Short problem:
Replace "integer pixel values" with "whole-number pixel coordinates" throughout the lines below and write them out again, changing nothing else. Leave the pictures out.

Data in this exercise:

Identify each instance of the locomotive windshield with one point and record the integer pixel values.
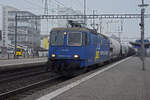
(57, 38)
(74, 39)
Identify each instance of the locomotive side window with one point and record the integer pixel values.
(74, 39)
(57, 38)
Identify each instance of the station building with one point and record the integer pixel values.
(28, 30)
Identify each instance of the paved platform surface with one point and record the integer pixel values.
(125, 81)
(4, 63)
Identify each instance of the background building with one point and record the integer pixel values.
(67, 11)
(28, 30)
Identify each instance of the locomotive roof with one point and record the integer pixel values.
(74, 29)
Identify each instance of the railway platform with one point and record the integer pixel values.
(123, 80)
(18, 62)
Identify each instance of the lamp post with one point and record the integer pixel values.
(142, 33)
(85, 12)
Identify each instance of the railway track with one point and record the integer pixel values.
(17, 73)
(36, 80)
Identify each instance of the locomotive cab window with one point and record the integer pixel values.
(74, 39)
(57, 38)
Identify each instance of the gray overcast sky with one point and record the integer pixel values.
(131, 27)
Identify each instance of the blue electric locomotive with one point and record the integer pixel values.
(76, 48)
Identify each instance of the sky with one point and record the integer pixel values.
(131, 27)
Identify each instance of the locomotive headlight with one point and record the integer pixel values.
(76, 56)
(65, 33)
(53, 55)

Response:
Identify each instance of the locomotive windshield with one point and record the whole-number pixel coordinates.
(57, 38)
(74, 39)
Identify each instance of the locomotive side window with one point and record the whole-number pixel coordinates.
(74, 39)
(57, 38)
Identify each instance of the station building with one point and record the whole-number pixel coordinates.
(28, 30)
Identify each instance of the paved platform surface with one point and record the whole-number pixel coordinates.
(125, 81)
(4, 63)
Identify each instance of the background building with one point and record the whole-number pixel coordinates.
(67, 11)
(28, 30)
Identify each instance of the locomotive roof with one point and record the whole-number pixel coordinates.
(74, 29)
Identify each instance of the railway platform with one point and record the whole-number pixel coordinates.
(123, 80)
(18, 62)
Identify each instance of the lamp post with one point and record the whole-number pixel coordinates.
(142, 33)
(85, 12)
Identify each instance of the railway track with one point and record the whole-number pixel coordinates.
(17, 73)
(36, 80)
Identify each instance of the locomotive cab window with one point and record the whole-number pixel coordinates.
(74, 39)
(57, 38)
Identify each instance of the gray overcast sky with one point and record the whole-number pixel coordinates.
(131, 27)
Identify each instance of the blue electric locomotive with one point and record the whole-number pixel coordinates.
(76, 48)
Identify each instance of the sky with one point and record the whole-number pixel coordinates.
(131, 27)
Identify each instance of the locomotive headlight with one point and record the whole-number pixel coordinates.
(76, 56)
(65, 33)
(53, 55)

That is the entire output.